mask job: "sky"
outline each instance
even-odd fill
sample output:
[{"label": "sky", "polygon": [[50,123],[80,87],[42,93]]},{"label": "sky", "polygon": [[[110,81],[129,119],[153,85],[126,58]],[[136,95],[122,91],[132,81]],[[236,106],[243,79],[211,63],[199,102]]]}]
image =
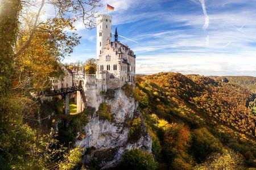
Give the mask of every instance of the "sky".
[{"label": "sky", "polygon": [[[137,55],[137,74],[163,71],[256,76],[256,0],[108,0],[112,32]],[[46,15],[54,10],[45,8]],[[96,56],[96,30],[75,24],[82,36],[63,62]],[[134,42],[136,41],[138,43]]]}]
※
▶ [WHAT IS REQUIRED]
Can you output every line of the records above as a JSON list of strings, one string per line, with blank lines skipped and the pictures left out?

▶ [TASK RESULT]
[
  "mask job: \"sky\"",
  "outline each instance",
  "even-odd fill",
  "sample output:",
  "[{\"label\": \"sky\", \"polygon\": [[50,123],[80,87],[42,93]]},{\"label\": \"sky\", \"polygon\": [[[110,81],[129,119],[153,85],[126,58]],[[136,95],[122,91],[132,81]],[[236,106],[243,79],[211,63],[199,102]]]}]",
  "image =",
  "Give the mask of every instance of the \"sky\".",
  "[{\"label\": \"sky\", \"polygon\": [[[137,55],[137,74],[163,71],[256,76],[256,0],[108,0],[112,32]],[[46,15],[54,10],[45,8]],[[96,56],[96,30],[75,24],[82,36],[63,62]],[[134,42],[136,41],[138,43]]]}]"
]